▶ _Task goal_:
The exercise asks for every line of the data to be reproduced exactly.

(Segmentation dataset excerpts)

- - - -

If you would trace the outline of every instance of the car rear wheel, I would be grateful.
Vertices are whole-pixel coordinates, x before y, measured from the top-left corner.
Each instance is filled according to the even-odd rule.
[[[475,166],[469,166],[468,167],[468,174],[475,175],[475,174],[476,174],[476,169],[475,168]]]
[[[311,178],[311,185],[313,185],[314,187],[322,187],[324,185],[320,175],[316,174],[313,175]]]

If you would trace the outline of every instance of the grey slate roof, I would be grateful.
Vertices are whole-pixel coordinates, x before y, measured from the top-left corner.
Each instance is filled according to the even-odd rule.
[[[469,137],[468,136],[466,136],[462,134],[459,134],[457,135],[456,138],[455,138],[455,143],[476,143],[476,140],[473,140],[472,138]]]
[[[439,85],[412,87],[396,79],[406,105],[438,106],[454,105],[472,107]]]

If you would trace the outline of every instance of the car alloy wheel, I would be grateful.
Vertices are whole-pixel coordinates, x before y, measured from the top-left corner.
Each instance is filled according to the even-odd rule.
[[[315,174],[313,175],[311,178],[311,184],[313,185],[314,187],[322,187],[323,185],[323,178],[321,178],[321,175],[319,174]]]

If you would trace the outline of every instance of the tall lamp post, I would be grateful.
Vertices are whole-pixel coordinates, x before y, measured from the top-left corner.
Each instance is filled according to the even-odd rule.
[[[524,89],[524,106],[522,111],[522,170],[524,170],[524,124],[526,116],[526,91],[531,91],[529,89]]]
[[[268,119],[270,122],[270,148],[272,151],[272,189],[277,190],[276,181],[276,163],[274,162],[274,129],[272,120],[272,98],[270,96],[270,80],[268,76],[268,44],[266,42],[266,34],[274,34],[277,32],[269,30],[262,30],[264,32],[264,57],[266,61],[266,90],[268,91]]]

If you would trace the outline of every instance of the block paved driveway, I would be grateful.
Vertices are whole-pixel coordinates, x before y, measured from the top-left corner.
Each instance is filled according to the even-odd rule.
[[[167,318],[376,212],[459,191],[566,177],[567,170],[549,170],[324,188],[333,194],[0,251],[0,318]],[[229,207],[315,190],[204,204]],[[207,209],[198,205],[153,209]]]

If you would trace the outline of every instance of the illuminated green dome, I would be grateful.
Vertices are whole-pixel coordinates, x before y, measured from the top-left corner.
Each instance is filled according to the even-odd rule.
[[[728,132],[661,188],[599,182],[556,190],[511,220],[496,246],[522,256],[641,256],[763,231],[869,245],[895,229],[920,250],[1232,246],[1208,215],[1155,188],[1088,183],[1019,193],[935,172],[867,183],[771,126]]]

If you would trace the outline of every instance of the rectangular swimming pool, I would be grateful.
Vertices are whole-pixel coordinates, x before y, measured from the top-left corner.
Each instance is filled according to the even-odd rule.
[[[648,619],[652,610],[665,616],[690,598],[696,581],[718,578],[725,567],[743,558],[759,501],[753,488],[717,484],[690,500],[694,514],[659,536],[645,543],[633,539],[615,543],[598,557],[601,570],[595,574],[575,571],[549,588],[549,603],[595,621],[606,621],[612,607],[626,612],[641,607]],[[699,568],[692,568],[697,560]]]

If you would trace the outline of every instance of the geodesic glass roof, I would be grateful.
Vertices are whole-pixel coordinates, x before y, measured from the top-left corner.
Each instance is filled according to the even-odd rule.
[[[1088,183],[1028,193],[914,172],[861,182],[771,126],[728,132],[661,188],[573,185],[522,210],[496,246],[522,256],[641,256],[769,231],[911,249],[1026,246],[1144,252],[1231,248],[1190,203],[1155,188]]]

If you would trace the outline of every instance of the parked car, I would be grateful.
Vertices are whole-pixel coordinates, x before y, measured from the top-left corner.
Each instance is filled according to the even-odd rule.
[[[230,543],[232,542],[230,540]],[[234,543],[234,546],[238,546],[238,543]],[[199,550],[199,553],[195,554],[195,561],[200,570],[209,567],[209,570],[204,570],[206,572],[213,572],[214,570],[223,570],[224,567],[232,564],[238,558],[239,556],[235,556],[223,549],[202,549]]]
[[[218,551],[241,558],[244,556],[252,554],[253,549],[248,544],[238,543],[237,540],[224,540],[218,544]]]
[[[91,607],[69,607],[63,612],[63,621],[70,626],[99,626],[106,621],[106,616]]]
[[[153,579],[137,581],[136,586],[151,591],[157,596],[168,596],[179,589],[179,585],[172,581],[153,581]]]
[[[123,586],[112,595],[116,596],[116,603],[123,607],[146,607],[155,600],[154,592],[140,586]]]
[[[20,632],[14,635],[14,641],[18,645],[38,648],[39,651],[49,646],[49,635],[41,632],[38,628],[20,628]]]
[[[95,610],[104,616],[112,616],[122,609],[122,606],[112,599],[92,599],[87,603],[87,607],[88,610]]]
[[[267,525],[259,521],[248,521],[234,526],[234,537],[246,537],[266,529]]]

- - - -

▶ _In response_:
If you would trace the outline of every instance of the car rear wheel, I would be grateful.
Vertices are whole-pixel coordinates, x before y, measured from the top-left corner.
Each instance is filled according to the even-odd rule.
[[[475,166],[469,166],[468,167],[468,174],[475,175],[475,174],[476,174],[476,169],[475,168]]]
[[[311,178],[311,185],[313,185],[314,187],[322,187],[324,185],[320,175],[316,174],[313,175]]]

If you would trace the outline of every instance of the grey slate roof, I would be grateful.
Vertices are whole-pixel coordinates, x before y, measured from the top-left corner.
Each instance is filled according to the even-odd rule.
[[[469,137],[468,136],[466,136],[462,134],[459,134],[457,135],[456,138],[455,138],[455,143],[476,143],[476,140],[473,140],[472,138]]]
[[[439,85],[412,87],[396,79],[406,105],[438,106],[454,105],[472,107]]]

If you would trace the outline of every instance of the car alloy wheel, I would be grateful.
Vertices are whole-pixel coordinates, x before y, measured from the top-left corner.
Each instance is filled according to the even-odd rule.
[[[315,174],[313,175],[311,178],[311,184],[313,185],[314,187],[322,187],[323,185],[323,178],[321,178],[321,175],[319,174]]]

If you would trace the outline of every instance of the tall lamp post, I would be grateful.
Vertices are whole-pixel coordinates, x before y, measured from the top-left corner.
Each instance is filled according to the even-odd rule.
[[[524,89],[524,106],[522,111],[522,170],[524,170],[524,124],[526,116],[526,91],[531,91],[529,89]]]
[[[268,119],[270,122],[270,148],[272,151],[272,189],[277,190],[276,181],[276,163],[274,162],[274,129],[272,120],[272,98],[270,96],[270,80],[268,76],[268,44],[266,42],[266,34],[274,34],[277,32],[269,30],[262,30],[264,32],[264,57],[266,61],[266,90],[268,91]]]

If you would trace the outline of every instance of the block paved driveway, I would be grateful.
Vertices are whole-pixel coordinates, x before y, measured from the top-left corner.
Each instance is filled according to the even-odd rule.
[[[167,318],[376,212],[459,191],[566,177],[567,170],[549,170],[324,188],[333,194],[0,251],[0,318]],[[229,207],[315,190],[204,204]],[[207,209],[198,205],[153,209]]]

If you would trace the outline of every instance of the illuminated green dome, I would be grateful.
Vertices are whole-pixel coordinates, x before y, measured from the top-left corner.
Each instance is filled according to the even-odd rule.
[[[728,132],[661,188],[599,182],[556,190],[511,220],[496,246],[522,256],[641,256],[763,231],[869,245],[895,229],[920,250],[1232,246],[1208,215],[1155,188],[1088,183],[1019,193],[935,172],[867,183],[771,126]]]

If you would trace the outline of every instance of the rectangular swimming pool, I would be grateful.
Vertices are whole-pixel coordinates, x before y, measured from the top-left corner.
Each instance is filled according to the even-odd rule.
[[[648,619],[652,610],[665,616],[690,598],[696,581],[718,578],[725,567],[743,558],[759,501],[753,488],[717,484],[690,500],[694,514],[659,536],[645,543],[633,539],[615,543],[598,557],[601,570],[595,574],[575,571],[549,588],[549,603],[595,621],[606,621],[612,607],[626,612],[641,607]],[[699,568],[692,568],[697,560]]]

If you would trace the outline of every instance of the geodesic glass roof, I would be grateful.
Vertices are whole-pixel coordinates, x before y, measured from the top-left corner.
Each instance is filled according to the even-odd rule.
[[[1088,183],[1028,193],[914,172],[861,182],[771,126],[728,132],[661,188],[573,185],[522,210],[496,246],[522,256],[641,256],[769,231],[911,249],[1026,246],[1144,252],[1231,248],[1190,203],[1155,188]]]

If you would trace the outline of every instance of the parked car, I would be grateful.
Vertices are whole-pixel coordinates, x before y, measured from the top-left corner.
Each instance is filled according to the even-odd rule.
[[[230,543],[232,542],[230,540]],[[234,543],[234,546],[238,546],[238,543]],[[199,550],[199,553],[195,554],[195,561],[200,570],[209,567],[209,570],[204,570],[206,572],[213,572],[214,570],[223,570],[224,567],[232,564],[238,558],[239,556],[235,556],[223,549],[202,549]]]
[[[218,551],[241,558],[244,556],[252,554],[253,549],[248,544],[238,543],[237,540],[224,540],[218,544]]]
[[[91,607],[69,607],[63,612],[63,621],[70,626],[99,626],[106,621],[106,616]]]
[[[153,579],[137,581],[136,586],[151,591],[157,596],[168,596],[179,589],[179,585],[172,581],[153,581]]]
[[[123,586],[112,595],[116,596],[116,603],[123,607],[146,607],[155,600],[154,592],[140,586]]]
[[[20,632],[14,635],[14,641],[18,645],[38,648],[39,651],[49,646],[49,635],[41,632],[38,628],[20,628]]]
[[[95,610],[104,616],[112,616],[122,609],[122,606],[112,599],[92,599],[87,603],[87,607],[88,610]]]
[[[267,525],[259,521],[248,521],[234,526],[234,537],[246,537],[266,529]]]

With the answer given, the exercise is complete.